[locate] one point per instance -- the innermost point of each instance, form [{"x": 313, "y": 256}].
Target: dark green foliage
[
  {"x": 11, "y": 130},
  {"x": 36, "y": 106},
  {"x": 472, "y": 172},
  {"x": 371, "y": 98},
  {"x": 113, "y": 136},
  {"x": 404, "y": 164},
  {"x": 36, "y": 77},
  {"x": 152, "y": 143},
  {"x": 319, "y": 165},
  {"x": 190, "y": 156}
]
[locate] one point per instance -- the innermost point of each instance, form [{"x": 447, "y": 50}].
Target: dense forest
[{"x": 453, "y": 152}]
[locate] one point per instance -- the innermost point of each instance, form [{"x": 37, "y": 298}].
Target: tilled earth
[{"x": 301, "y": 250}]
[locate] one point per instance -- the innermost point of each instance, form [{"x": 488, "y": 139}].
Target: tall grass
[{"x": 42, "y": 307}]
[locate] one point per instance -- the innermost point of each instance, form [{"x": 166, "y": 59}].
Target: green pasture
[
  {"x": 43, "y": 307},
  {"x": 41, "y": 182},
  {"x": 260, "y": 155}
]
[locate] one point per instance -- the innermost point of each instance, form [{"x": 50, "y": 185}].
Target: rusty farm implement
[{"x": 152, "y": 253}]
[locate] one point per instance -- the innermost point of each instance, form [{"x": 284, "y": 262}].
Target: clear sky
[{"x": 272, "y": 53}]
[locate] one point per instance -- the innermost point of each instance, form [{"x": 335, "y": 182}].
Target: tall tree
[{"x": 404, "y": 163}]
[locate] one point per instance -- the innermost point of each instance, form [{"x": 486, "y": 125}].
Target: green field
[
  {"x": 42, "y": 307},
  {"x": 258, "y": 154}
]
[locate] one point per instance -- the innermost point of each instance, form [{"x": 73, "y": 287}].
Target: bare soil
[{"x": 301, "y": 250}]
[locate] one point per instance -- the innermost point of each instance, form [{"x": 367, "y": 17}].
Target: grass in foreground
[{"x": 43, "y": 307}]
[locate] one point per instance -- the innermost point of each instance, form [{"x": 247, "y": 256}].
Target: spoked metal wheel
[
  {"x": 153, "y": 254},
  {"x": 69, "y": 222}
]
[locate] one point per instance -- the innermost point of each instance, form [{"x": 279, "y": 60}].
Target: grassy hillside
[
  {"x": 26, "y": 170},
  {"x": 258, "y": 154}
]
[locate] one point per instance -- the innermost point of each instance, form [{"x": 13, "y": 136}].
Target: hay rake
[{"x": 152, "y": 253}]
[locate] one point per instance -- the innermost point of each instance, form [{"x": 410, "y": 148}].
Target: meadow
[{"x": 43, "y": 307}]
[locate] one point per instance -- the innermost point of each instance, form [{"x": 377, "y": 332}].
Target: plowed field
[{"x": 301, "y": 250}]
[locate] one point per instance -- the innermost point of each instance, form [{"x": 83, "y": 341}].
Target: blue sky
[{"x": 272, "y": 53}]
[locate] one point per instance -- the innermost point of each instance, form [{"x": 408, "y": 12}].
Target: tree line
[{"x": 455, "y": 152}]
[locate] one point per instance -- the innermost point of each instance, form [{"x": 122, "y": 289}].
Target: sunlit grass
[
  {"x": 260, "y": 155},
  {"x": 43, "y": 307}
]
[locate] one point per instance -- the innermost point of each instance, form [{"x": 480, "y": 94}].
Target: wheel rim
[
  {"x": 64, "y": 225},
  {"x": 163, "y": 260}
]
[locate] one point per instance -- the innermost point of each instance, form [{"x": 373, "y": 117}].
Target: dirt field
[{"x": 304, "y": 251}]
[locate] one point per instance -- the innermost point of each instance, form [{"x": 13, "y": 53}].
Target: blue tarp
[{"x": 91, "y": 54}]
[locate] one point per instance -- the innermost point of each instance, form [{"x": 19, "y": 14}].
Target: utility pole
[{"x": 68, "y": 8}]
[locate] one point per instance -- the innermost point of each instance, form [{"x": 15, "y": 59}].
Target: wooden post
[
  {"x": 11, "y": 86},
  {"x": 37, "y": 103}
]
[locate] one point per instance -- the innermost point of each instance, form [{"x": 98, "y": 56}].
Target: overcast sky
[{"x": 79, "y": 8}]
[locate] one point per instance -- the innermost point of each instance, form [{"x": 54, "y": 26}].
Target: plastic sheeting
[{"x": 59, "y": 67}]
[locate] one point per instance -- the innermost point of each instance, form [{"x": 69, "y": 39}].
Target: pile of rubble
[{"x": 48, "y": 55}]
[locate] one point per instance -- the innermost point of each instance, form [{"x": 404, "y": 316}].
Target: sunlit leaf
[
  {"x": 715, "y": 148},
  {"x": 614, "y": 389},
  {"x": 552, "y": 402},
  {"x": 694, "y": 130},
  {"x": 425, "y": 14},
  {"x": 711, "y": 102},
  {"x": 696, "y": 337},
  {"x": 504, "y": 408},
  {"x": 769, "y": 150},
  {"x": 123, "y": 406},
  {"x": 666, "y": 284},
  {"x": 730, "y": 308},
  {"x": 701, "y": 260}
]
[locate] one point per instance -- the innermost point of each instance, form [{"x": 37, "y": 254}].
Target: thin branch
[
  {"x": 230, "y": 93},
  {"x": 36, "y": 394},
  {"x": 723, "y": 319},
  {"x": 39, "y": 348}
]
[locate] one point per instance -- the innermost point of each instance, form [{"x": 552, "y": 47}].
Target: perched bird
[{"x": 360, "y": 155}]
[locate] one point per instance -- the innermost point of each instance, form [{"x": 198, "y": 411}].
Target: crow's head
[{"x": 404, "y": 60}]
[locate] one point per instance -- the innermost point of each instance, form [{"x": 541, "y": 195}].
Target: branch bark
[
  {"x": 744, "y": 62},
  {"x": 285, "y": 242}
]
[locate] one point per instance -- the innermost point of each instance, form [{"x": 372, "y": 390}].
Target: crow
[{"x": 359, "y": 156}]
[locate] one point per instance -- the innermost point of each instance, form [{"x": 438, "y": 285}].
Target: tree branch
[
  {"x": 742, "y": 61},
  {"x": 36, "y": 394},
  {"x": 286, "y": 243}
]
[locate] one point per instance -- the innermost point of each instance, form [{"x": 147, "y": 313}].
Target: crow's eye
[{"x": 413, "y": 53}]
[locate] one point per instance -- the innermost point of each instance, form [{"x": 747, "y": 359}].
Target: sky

> ASSIGNMENT
An exact restatement of the data above is required.

> ANSWER TO THE PROBLEM
[locate] one point per instance -- the innermost point of each instance, form [{"x": 313, "y": 256}].
Target: dark green foliage
[
  {"x": 11, "y": 130},
  {"x": 36, "y": 106},
  {"x": 472, "y": 172},
  {"x": 371, "y": 98},
  {"x": 113, "y": 136},
  {"x": 404, "y": 164},
  {"x": 36, "y": 77},
  {"x": 152, "y": 143},
  {"x": 319, "y": 165},
  {"x": 190, "y": 156}
]
[locate] one point per instance -- the innermost point of each instance, form [{"x": 447, "y": 50}].
Target: dense forest
[{"x": 453, "y": 152}]
[locate] one point per instance -- the innermost point of each instance, form [{"x": 37, "y": 298}].
Target: tilled earth
[{"x": 301, "y": 250}]
[locate] one point per instance -- the innermost point of each instance, form [{"x": 488, "y": 139}].
Target: tall grass
[{"x": 42, "y": 307}]
[locate] one point per instance -- the innermost point of each instance, form [{"x": 166, "y": 59}].
Target: green pasture
[
  {"x": 43, "y": 307},
  {"x": 41, "y": 182},
  {"x": 260, "y": 155}
]
[locate] one point per instance -- the innermost point of each instance, form [{"x": 50, "y": 185}].
Target: rusty farm implement
[{"x": 152, "y": 253}]
[locate] one point per instance -- the innermost point of each instance, form [{"x": 284, "y": 262}].
Target: clear sky
[{"x": 272, "y": 53}]
[locate] one point per instance -- the innermost point of each instance, form [{"x": 335, "y": 182}].
Target: tall tree
[{"x": 404, "y": 163}]
[locate] one point per instance -- the innermost point of each instance, form [{"x": 486, "y": 125}].
Target: green field
[
  {"x": 42, "y": 307},
  {"x": 258, "y": 154}
]
[locate] one point per instance -- the innermost point of each instance, form [{"x": 73, "y": 287}].
Target: bare soil
[{"x": 301, "y": 250}]
[locate] one point per instance -- the innermost point of each instance, form [{"x": 367, "y": 17}].
Target: grass in foreground
[{"x": 43, "y": 307}]
[locate] one point per instance -- the innermost point of each instance, form [{"x": 247, "y": 256}].
Target: spoked metal wheel
[
  {"x": 153, "y": 254},
  {"x": 69, "y": 222}
]
[locate] one point per instance -- the innermost point of each instance, form [{"x": 279, "y": 60}].
Target: grassy hillside
[
  {"x": 26, "y": 170},
  {"x": 258, "y": 154}
]
[locate] one point per instance -- the innermost point of each instance, form [{"x": 13, "y": 136}].
Target: hay rake
[{"x": 152, "y": 253}]
[locate] one point per instance -- the innermost point of each instance, form [{"x": 410, "y": 148}].
Target: meadow
[{"x": 43, "y": 307}]
[locate] one point per instance -- the innermost point of each instance, form [{"x": 377, "y": 332}].
Target: plowed field
[{"x": 301, "y": 250}]
[locate] one point per instance -- the innermost point of each instance, form [{"x": 83, "y": 341}].
Target: blue sky
[{"x": 272, "y": 53}]
[locate] one point per instance -- the innermost point of each instance, form [{"x": 408, "y": 12}].
Target: tree line
[{"x": 455, "y": 152}]
[locate] one point per instance -- the innermost point of each instance, form [{"x": 122, "y": 289}].
Target: sunlit grass
[
  {"x": 260, "y": 155},
  {"x": 43, "y": 307}
]
[locate] one point per instance -- the innermost point of each instance, form [{"x": 480, "y": 94}].
Target: wheel rim
[
  {"x": 64, "y": 225},
  {"x": 163, "y": 260}
]
[locate] one point per instance -- the innermost point of each instance, form [{"x": 373, "y": 117}].
Target: dirt field
[{"x": 304, "y": 251}]
[locate] one point per instance -- the innermost point of each instance, form [{"x": 13, "y": 53}].
Target: blue tarp
[{"x": 91, "y": 54}]
[locate] one point per instance -- the innermost point of each instance, form [{"x": 19, "y": 14}].
Target: utility pole
[{"x": 68, "y": 8}]
[locate] one point per instance -- the innermost point of each instance, form [{"x": 15, "y": 59}].
Target: wooden post
[
  {"x": 11, "y": 86},
  {"x": 37, "y": 103}
]
[locate] one point per instance -- the innermost point of each instance, form [{"x": 98, "y": 56}].
Target: overcast sky
[{"x": 79, "y": 8}]
[locate] one point per instance -- the innermost point of each instance, form [{"x": 54, "y": 26}].
Target: plastic sheeting
[{"x": 59, "y": 67}]
[locate] one point per instance -- the innermost point of each instance, form [{"x": 69, "y": 39}].
Target: pile of rubble
[{"x": 48, "y": 55}]
[locate] one point per instance -- the innermost point of each instance, form [{"x": 404, "y": 316}].
Target: sunlit leaf
[
  {"x": 715, "y": 148},
  {"x": 614, "y": 389},
  {"x": 552, "y": 402},
  {"x": 694, "y": 130},
  {"x": 425, "y": 14},
  {"x": 711, "y": 102},
  {"x": 696, "y": 337},
  {"x": 504, "y": 408},
  {"x": 769, "y": 150},
  {"x": 123, "y": 406},
  {"x": 666, "y": 284},
  {"x": 730, "y": 308},
  {"x": 701, "y": 260}
]
[locate] one point per instance -- the innermost point of each instance, form [{"x": 37, "y": 254}].
Target: thin branch
[
  {"x": 230, "y": 93},
  {"x": 36, "y": 394},
  {"x": 723, "y": 319},
  {"x": 39, "y": 348}
]
[locate] one point per instance -- the innermost point of each instance, form [{"x": 552, "y": 47}].
Target: perched bird
[{"x": 360, "y": 155}]
[locate] one point per instance -- the innermost point of each instance, form [{"x": 198, "y": 411}].
Target: crow's head
[{"x": 404, "y": 60}]
[locate] one point per instance -- the innermost point of each instance, form [{"x": 541, "y": 195}].
Target: branch bark
[
  {"x": 744, "y": 62},
  {"x": 285, "y": 242}
]
[locate] one point per instance -- the innermost point of each instance, form [{"x": 372, "y": 390}].
Target: crow
[{"x": 359, "y": 156}]
[locate] one point per instance -- the innermost point of each instance, form [{"x": 438, "y": 285}].
Target: tree branch
[
  {"x": 742, "y": 61},
  {"x": 36, "y": 394},
  {"x": 286, "y": 243}
]
[locate] one point per instance -- the innermost point of each instance, form [{"x": 147, "y": 313}].
Target: crow's eye
[{"x": 413, "y": 53}]
[locate] one point per instance -- the innermost point of each instance, form [{"x": 747, "y": 359}].
Target: sky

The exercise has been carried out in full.